▸ PROVIDED RECORDS
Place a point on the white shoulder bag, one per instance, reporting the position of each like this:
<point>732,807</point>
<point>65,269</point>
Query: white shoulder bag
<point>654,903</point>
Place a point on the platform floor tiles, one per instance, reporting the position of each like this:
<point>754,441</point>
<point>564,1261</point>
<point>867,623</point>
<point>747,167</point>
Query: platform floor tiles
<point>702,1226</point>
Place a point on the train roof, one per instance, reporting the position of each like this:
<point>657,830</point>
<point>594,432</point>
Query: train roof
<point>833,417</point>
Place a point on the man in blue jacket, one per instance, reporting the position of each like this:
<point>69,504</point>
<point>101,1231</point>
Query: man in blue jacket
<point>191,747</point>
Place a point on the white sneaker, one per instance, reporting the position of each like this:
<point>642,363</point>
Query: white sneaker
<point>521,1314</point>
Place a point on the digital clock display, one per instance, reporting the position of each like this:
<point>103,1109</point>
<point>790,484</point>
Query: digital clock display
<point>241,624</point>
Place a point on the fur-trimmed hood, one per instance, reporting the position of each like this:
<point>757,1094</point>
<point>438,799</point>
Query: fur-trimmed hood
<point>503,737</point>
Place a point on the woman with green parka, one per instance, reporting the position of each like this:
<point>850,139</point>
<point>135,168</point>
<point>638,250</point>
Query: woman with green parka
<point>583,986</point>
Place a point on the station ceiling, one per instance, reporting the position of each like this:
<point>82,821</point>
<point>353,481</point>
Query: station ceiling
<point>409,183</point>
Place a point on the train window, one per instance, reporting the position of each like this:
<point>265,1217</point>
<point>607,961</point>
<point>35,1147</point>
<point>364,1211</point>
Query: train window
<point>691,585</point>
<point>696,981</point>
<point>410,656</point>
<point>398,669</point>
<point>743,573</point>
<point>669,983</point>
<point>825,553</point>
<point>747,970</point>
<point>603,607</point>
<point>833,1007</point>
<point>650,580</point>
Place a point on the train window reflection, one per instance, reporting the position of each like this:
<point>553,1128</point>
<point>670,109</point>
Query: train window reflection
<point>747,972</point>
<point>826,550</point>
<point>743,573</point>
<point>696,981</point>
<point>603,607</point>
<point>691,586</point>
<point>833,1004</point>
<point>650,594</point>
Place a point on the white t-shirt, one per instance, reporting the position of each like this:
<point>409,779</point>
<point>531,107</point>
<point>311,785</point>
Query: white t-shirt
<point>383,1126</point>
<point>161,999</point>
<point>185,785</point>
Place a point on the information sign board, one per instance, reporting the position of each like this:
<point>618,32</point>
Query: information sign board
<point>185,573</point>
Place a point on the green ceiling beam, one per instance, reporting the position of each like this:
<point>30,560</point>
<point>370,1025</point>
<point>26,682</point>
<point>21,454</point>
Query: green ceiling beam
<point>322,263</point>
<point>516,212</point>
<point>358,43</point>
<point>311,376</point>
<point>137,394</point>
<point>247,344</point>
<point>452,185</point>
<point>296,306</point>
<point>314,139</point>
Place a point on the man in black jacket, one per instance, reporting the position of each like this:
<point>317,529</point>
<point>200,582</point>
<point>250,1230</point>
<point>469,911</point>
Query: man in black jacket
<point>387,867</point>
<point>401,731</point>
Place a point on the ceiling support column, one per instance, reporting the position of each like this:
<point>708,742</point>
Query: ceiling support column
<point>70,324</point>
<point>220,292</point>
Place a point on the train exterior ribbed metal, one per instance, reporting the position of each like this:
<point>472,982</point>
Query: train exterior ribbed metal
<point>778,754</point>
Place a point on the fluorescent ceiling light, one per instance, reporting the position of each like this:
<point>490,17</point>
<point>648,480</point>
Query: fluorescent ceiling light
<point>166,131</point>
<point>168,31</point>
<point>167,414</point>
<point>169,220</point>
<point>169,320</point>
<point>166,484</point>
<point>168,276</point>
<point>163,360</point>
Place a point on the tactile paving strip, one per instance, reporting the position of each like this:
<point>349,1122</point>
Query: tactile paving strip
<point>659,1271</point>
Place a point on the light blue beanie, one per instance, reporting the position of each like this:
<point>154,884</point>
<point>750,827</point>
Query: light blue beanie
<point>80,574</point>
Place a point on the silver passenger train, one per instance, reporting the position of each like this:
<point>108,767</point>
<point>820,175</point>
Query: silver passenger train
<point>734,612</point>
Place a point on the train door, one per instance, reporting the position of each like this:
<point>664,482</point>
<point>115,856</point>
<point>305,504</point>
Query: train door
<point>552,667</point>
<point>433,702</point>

▸ WHAT IS BEING ASKED
Could you output all of the material above as a numbered list, one entry per line, with any blank lines left out?

▸ SOLUTION TO THE PROBLEM
1. Place a point on the white shoulder bag, one per instance, reporting the position of each like this:
2. <point>732,807</point>
3. <point>65,269</point>
4. Query: white shoulder bag
5. <point>654,903</point>
6. Place a point on the platform floor tiles, one per instance, reporting the position of each like this:
7. <point>754,441</point>
8. <point>564,1261</point>
9. <point>867,623</point>
10. <point>747,167</point>
11. Query: platform floor tiles
12. <point>702,1226</point>
13. Place a point on the train roof, one per instance, reporting the position of each like this:
14. <point>657,830</point>
15. <point>594,432</point>
16. Query: train roof
17. <point>833,417</point>
18. Place a point on the man in blue jacket, one per instance, reporting the position of each like this:
19. <point>69,504</point>
20. <point>101,1231</point>
21. Query: man in blue jacket
22. <point>191,747</point>
23. Place a point on the white sneaker, one per instance, reporting the position of each like this:
24. <point>642,363</point>
25. Query: white sneaker
26. <point>521,1314</point>
27. Place a point on the digital clock display, one per instance, reporting the position of each like this:
28. <point>103,1109</point>
29. <point>790,484</point>
30. Query: digital clock display
31. <point>241,624</point>
32. Place a point on the fur-trimmed hood, one per instance, reporting the position of each like this:
33. <point>757,1094</point>
34. <point>438,799</point>
35. Query: fur-trimmed hood
36. <point>503,737</point>
37. Place a point on the woman with green parka, one per instance, reporting the position of each like this:
38. <point>850,139</point>
39. <point>135,168</point>
40. <point>638,250</point>
41. Query: woman with green parka
42. <point>583,986</point>
43. Place a point on the station ceiling, one per instance, reporting the position of each like this:
44. <point>82,821</point>
45. <point>353,481</point>
46. Query: station ceiling
47. <point>409,183</point>
48. Place a point on the train window, one per instance, reporting the position of each like this:
49. <point>265,1217</point>
50. <point>607,961</point>
51. <point>35,1147</point>
52. <point>364,1211</point>
53. Query: train window
54. <point>691,585</point>
55. <point>696,981</point>
56. <point>410,656</point>
57. <point>398,669</point>
58. <point>743,573</point>
59. <point>669,983</point>
60. <point>825,553</point>
61. <point>747,970</point>
62. <point>603,607</point>
63. <point>833,1007</point>
64. <point>650,580</point>
65. Place a point on the train window reflection, one per instance, reporting the position of each like this:
66. <point>553,1128</point>
67. <point>670,109</point>
68. Query: train window reflection
69. <point>747,972</point>
70. <point>826,550</point>
71. <point>743,573</point>
72. <point>696,981</point>
73. <point>603,607</point>
74. <point>691,586</point>
75. <point>833,1004</point>
76. <point>650,594</point>
77. Place a point on the white t-shirt, one per instance, reporting the position of each like this:
78. <point>409,779</point>
79. <point>531,107</point>
80. <point>311,785</point>
81. Query: white t-shirt
82. <point>383,1126</point>
83. <point>161,999</point>
84. <point>185,785</point>
85. Place a point on the information sign board, one per instance, reporting the position of each like this:
86. <point>618,32</point>
87. Query: information sign board
88. <point>185,573</point>
89. Place a point on the green ceiling beam, one per instance, reporting the position of each like this:
90. <point>30,560</point>
91. <point>370,1025</point>
92. <point>26,682</point>
93. <point>21,454</point>
94. Query: green ceiling beam
95. <point>322,263</point>
96. <point>516,212</point>
97. <point>358,43</point>
98. <point>311,376</point>
99. <point>137,394</point>
100. <point>247,344</point>
101. <point>452,185</point>
102. <point>296,306</point>
103. <point>314,139</point>
104. Place a point on the man in black jacket, one per instance, reporting the position of each like this:
105. <point>317,529</point>
106. <point>200,582</point>
107. <point>250,1230</point>
108. <point>469,911</point>
109. Query: man in black jacket
110. <point>387,867</point>
111. <point>401,731</point>
112. Place a point on the ceiling support column, one per instance, reporting the position of each like this:
113. <point>708,742</point>
114. Query: ceiling support column
115. <point>70,324</point>
116. <point>220,292</point>
117. Place a point on the train exterior ribbed metal, one per instance, reporting the position of each like this:
118. <point>472,982</point>
119. Query: train exterior ribbed metal
120. <point>778,754</point>
121. Place a point on the fluorescent ceiling light, one per instance, reporting the position of each like this:
122. <point>490,17</point>
123. <point>648,480</point>
124. Query: fluorescent ceiling light
125. <point>166,131</point>
126. <point>168,31</point>
127. <point>167,414</point>
128. <point>169,220</point>
129. <point>169,320</point>
130. <point>166,484</point>
131. <point>168,276</point>
132. <point>163,360</point>
133. Place a point on the tactile paving strip, one per instance, reporting the position of each like this:
134. <point>349,1122</point>
135. Query: tactile paving strip
136. <point>659,1271</point>
137. Place a point on the light blue beanie, one per instance, reporting the position of each like this:
138. <point>154,884</point>
139. <point>750,827</point>
140. Query: light blue beanie
141. <point>80,574</point>
142. Place a point on the silver passenger train, one per instance, reporting the position of each like this:
143. <point>108,767</point>
144. <point>820,175</point>
145. Query: silver passenger train
146. <point>734,612</point>
147. Place a point on the train door, one per instance, reporting the position of each like this:
148. <point>664,482</point>
149. <point>115,856</point>
150. <point>305,504</point>
151. Query: train door
152. <point>552,667</point>
153. <point>433,702</point>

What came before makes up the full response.